### Study questions
[1] Transcribe the article about Conway's redistricting petition, starting at "Corbett, who moved" and ending at "asking for this.".
[2] In the article about Conway's redistricting petition, on what date will residents vote on the petition at the polls?

### Text provided
>>>>

CONWAY — Selectmen Tuesday joined the municipal budget committee in recommending a petitioned warrant article to ask the state to consider a new method for drawing political maps.
Erik Corbett, the man behind the petition locally, said, "I don't think either party should be in charge of redrawing the maps and essentially picking their voters.
"There are some really funky districts drawn in the southern part of the state," he said.
Voting districts in New Hampshire are redrawn every 10 years. The last time they were set was in 2012.
The petition was created "to see if the town will urge that the New Hampshire General Court, which is obligated to redraw the maps of political districts within the state following the 2020 census, will do so in a manner that ensures fair and effective representation of New Hampshire voters."
It also requests that the New Hampshire General Court (the Legislature) "shall appoint an independent redistricting commission that draws the new district maps in a way that does not rely on partisan data such as election results or party registration or favor particular parties or candidates."
It also asks that, within 30 days of the vote, "the record of the vote approving this article shall be transmitted by written notice from the selectmen to the Town of Conway's state legislators and to the governor of new Hampshire informing them of the instructions from their constituents."
Residents will have the chance to discuss the petition (Article 42 on the warrant) at deliberative session on March 4. They will then get the opportunity to vote it up or down at the polls on April 14.
Corbett, who is past Carroll County Democrats chair, said an effort is afoot to have this article placed on warrants and ballots across the state.
Corbett, who moved from Bartlett to Conway last year, said there was a bill last year in the Legislature to do the same thing, but the governor vetoed it.
He said another bill is in the Senate right now, and these petitions are aimed at putting pressure on the governor.
At the Tuesday selectmen's meeting, Selectmen's chair David Weathers asked why the group was asking for this.

<<<<

### Information supplied

>>>>

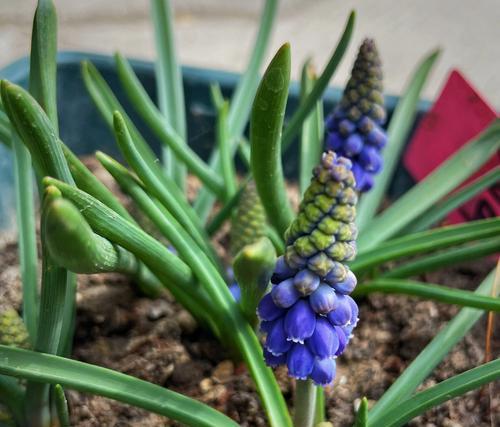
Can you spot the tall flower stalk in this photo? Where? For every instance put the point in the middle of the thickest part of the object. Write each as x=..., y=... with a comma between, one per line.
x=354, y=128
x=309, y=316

<<<<
>>>>

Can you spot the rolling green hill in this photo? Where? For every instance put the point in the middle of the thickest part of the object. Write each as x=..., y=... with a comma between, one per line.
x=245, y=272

<<<<

### Per-task outputs
[1]
Corbett, who moved from Bartlett to Conway last year, said there was a bill last year in the Legislature to do the same thing, but the governor vetoed it.
He said another bill is in the Senate right now, and these petitions are aimed at putting pressure on the governor.
At the Tuesday selectmen's meeting, Selectmen's chair David Weathers asked why the group was asking for this.

[2] April 14.